→ **Problem to work on**:
Could you output exactly the lines running from the one containing "Target: cluster of tiny buds" to the final line of the listing below, leaving out pictures?
*** Records shown ***
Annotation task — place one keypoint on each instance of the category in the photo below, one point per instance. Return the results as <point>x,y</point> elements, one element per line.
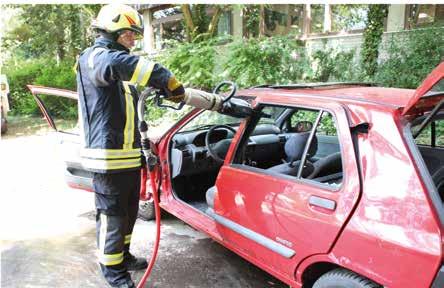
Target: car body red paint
<point>386,224</point>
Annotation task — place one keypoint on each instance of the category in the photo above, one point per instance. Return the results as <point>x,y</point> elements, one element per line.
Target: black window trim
<point>250,125</point>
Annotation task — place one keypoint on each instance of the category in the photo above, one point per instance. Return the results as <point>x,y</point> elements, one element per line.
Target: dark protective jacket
<point>106,75</point>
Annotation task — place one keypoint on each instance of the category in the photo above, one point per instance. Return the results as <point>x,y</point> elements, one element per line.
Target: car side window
<point>309,149</point>
<point>432,135</point>
<point>326,126</point>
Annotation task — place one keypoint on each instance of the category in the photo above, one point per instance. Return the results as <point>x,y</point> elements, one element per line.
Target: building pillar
<point>396,17</point>
<point>148,33</point>
<point>306,29</point>
<point>238,22</point>
<point>327,18</point>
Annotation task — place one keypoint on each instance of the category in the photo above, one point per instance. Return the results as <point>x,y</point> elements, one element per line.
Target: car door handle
<point>322,202</point>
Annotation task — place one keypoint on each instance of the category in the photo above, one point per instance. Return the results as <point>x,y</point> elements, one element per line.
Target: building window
<point>346,18</point>
<point>317,19</point>
<point>421,15</point>
<point>283,19</point>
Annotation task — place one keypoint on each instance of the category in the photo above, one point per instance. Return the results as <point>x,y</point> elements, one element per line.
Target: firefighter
<point>106,78</point>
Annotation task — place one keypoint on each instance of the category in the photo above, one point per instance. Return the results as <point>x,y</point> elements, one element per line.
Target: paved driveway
<point>48,232</point>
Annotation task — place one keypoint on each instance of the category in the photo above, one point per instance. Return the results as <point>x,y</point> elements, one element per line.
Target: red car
<point>330,185</point>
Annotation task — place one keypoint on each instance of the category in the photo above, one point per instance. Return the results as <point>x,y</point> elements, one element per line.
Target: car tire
<point>341,278</point>
<point>146,210</point>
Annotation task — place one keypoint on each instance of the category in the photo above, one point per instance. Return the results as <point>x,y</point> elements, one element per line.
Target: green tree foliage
<point>411,57</point>
<point>275,60</point>
<point>193,63</point>
<point>198,24</point>
<point>50,31</point>
<point>45,72</point>
<point>333,65</point>
<point>372,37</point>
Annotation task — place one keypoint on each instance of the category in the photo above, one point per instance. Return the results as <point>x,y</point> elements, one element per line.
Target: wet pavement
<point>48,232</point>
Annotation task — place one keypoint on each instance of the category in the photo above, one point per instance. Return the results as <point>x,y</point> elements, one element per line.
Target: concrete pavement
<point>48,232</point>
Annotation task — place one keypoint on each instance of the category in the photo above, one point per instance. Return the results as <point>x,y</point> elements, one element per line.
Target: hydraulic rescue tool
<point>199,99</point>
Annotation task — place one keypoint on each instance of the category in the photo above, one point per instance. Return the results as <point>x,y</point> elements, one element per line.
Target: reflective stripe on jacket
<point>106,79</point>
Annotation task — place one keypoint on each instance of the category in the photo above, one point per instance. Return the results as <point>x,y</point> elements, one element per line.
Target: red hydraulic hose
<point>157,214</point>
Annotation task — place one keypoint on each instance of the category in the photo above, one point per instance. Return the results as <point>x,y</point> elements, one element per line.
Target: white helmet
<point>117,17</point>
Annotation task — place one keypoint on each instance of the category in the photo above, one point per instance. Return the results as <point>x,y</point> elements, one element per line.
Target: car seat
<point>294,148</point>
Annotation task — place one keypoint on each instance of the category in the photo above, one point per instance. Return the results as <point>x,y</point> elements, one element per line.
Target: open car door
<point>75,175</point>
<point>429,94</point>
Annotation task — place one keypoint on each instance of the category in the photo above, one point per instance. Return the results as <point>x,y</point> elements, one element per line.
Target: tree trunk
<point>189,25</point>
<point>214,21</point>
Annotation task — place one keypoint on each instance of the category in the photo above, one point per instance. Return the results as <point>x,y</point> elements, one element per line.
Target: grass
<point>31,125</point>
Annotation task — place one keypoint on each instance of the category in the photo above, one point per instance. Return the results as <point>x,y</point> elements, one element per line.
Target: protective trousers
<point>117,204</point>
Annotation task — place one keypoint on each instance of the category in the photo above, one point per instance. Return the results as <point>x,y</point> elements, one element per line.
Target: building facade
<point>320,26</point>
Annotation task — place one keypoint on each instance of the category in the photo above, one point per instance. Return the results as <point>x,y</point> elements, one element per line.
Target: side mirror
<point>302,126</point>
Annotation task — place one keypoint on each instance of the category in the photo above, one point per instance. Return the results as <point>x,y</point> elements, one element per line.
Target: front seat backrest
<point>295,145</point>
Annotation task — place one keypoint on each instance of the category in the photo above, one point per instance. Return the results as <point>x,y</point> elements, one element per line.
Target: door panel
<point>268,214</point>
<point>75,175</point>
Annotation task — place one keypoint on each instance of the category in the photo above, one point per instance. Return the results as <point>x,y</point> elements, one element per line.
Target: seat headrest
<point>294,147</point>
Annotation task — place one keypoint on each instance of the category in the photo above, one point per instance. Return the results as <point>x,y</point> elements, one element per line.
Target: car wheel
<point>146,210</point>
<point>341,278</point>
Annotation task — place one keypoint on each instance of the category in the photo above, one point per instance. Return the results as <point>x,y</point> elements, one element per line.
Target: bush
<point>333,65</point>
<point>276,60</point>
<point>46,73</point>
<point>411,58</point>
<point>192,63</point>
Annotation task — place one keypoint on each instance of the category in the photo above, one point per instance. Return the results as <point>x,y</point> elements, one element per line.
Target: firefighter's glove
<point>174,91</point>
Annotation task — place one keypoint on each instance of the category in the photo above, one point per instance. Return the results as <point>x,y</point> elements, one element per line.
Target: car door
<point>277,220</point>
<point>69,141</point>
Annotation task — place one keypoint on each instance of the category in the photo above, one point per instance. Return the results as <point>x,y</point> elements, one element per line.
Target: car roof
<point>394,97</point>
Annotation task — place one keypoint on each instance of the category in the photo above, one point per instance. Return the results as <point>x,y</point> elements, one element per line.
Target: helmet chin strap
<point>110,36</point>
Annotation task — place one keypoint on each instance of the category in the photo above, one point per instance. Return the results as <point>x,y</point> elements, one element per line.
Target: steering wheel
<point>219,148</point>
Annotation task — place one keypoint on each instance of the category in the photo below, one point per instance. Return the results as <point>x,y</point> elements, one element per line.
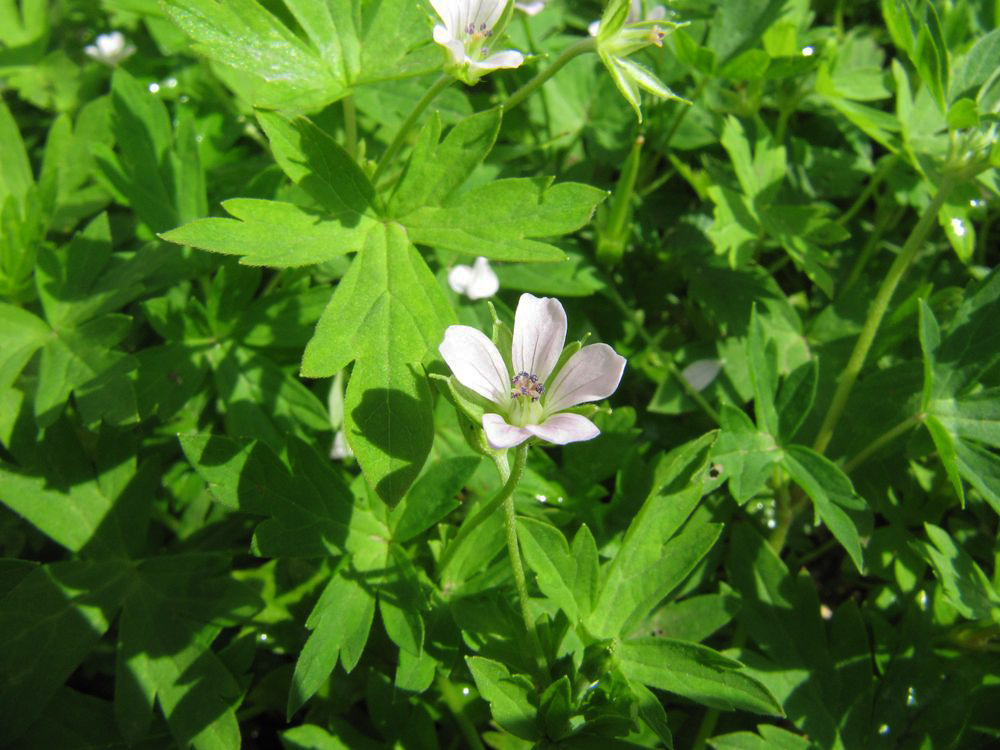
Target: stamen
<point>527,385</point>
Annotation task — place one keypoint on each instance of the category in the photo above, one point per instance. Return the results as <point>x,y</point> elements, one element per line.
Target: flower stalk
<point>877,312</point>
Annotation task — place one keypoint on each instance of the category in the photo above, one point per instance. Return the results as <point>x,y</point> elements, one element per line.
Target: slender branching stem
<point>397,143</point>
<point>514,551</point>
<point>574,50</point>
<point>350,126</point>
<point>883,440</point>
<point>877,312</point>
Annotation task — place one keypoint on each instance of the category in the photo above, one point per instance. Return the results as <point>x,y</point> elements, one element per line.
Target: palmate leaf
<point>961,394</point>
<point>345,44</point>
<point>49,623</point>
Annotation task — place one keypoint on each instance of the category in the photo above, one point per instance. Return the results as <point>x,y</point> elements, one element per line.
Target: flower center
<point>526,385</point>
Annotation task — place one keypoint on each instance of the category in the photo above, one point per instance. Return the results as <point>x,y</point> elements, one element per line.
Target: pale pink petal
<point>531,9</point>
<point>564,428</point>
<point>539,335</point>
<point>507,59</point>
<point>501,435</point>
<point>459,279</point>
<point>476,363</point>
<point>591,374</point>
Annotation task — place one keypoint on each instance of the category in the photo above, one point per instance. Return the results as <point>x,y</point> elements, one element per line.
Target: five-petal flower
<point>110,48</point>
<point>468,26</point>
<point>533,399</point>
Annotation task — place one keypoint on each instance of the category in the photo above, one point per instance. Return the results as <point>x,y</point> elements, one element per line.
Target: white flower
<point>656,13</point>
<point>477,281</point>
<point>468,27</point>
<point>340,449</point>
<point>110,48</point>
<point>531,9</point>
<point>534,401</point>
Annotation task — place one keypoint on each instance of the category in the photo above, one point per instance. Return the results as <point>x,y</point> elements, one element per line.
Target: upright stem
<point>878,309</point>
<point>574,50</point>
<point>350,126</point>
<point>397,143</point>
<point>510,525</point>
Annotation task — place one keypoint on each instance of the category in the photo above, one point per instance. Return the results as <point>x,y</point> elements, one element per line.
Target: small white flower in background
<point>340,449</point>
<point>468,27</point>
<point>477,281</point>
<point>700,374</point>
<point>531,9</point>
<point>110,48</point>
<point>656,13</point>
<point>534,401</point>
<point>618,37</point>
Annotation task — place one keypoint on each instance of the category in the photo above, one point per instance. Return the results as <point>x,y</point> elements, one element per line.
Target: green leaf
<point>389,423</point>
<point>346,44</point>
<point>796,397</point>
<point>155,171</point>
<point>770,738</point>
<point>172,605</point>
<point>931,56</point>
<point>965,584</point>
<point>388,306</point>
<point>739,25</point>
<point>761,357</point>
<point>16,177</point>
<point>23,334</point>
<point>508,696</point>
<point>271,233</point>
<point>49,623</point>
<point>432,497</point>
<point>318,164</point>
<point>262,400</point>
<point>437,169</point>
<point>547,553</point>
<point>845,513</point>
<point>696,672</point>
<point>642,573</point>
<point>307,504</point>
<point>340,624</point>
<point>499,219</point>
<point>744,455</point>
<point>978,65</point>
<point>781,614</point>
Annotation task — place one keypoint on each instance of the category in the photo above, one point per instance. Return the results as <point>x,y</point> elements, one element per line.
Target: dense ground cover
<point>263,485</point>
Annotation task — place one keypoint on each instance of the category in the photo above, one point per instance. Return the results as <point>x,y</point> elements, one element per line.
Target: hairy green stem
<point>350,126</point>
<point>574,50</point>
<point>453,700</point>
<point>882,440</point>
<point>514,551</point>
<point>510,478</point>
<point>397,143</point>
<point>877,312</point>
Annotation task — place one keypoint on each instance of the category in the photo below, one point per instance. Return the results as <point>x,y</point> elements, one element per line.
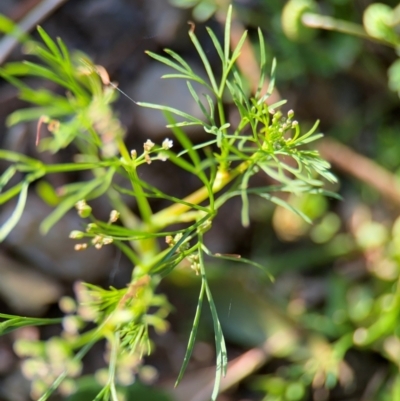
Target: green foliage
<point>265,141</point>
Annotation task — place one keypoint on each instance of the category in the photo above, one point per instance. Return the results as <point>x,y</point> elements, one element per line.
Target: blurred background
<point>328,327</point>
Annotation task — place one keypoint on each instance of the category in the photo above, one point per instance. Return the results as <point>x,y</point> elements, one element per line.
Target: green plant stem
<point>165,216</point>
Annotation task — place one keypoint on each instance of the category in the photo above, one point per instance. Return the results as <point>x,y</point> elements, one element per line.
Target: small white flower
<point>167,143</point>
<point>162,156</point>
<point>148,145</point>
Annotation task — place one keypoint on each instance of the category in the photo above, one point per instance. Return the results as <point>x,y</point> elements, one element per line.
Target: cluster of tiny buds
<point>114,216</point>
<point>99,240</point>
<point>172,241</point>
<point>148,147</point>
<point>194,263</point>
<point>84,210</point>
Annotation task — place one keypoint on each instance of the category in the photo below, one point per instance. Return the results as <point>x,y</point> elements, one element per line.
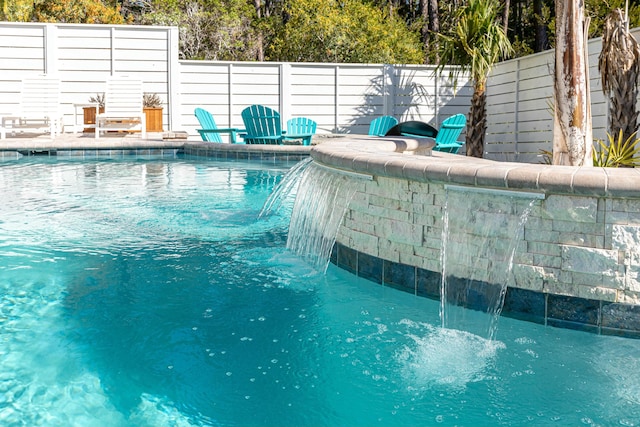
*** End of Records shown ***
→ **Task answer**:
Target: cluster of tiny buds
<point>114,216</point>
<point>99,240</point>
<point>172,241</point>
<point>148,147</point>
<point>194,263</point>
<point>84,210</point>
Annotation task — place one keypoint on each instance of the category in the photo below, one point per instance. Return the results as <point>x,y</point> elements, one element per line.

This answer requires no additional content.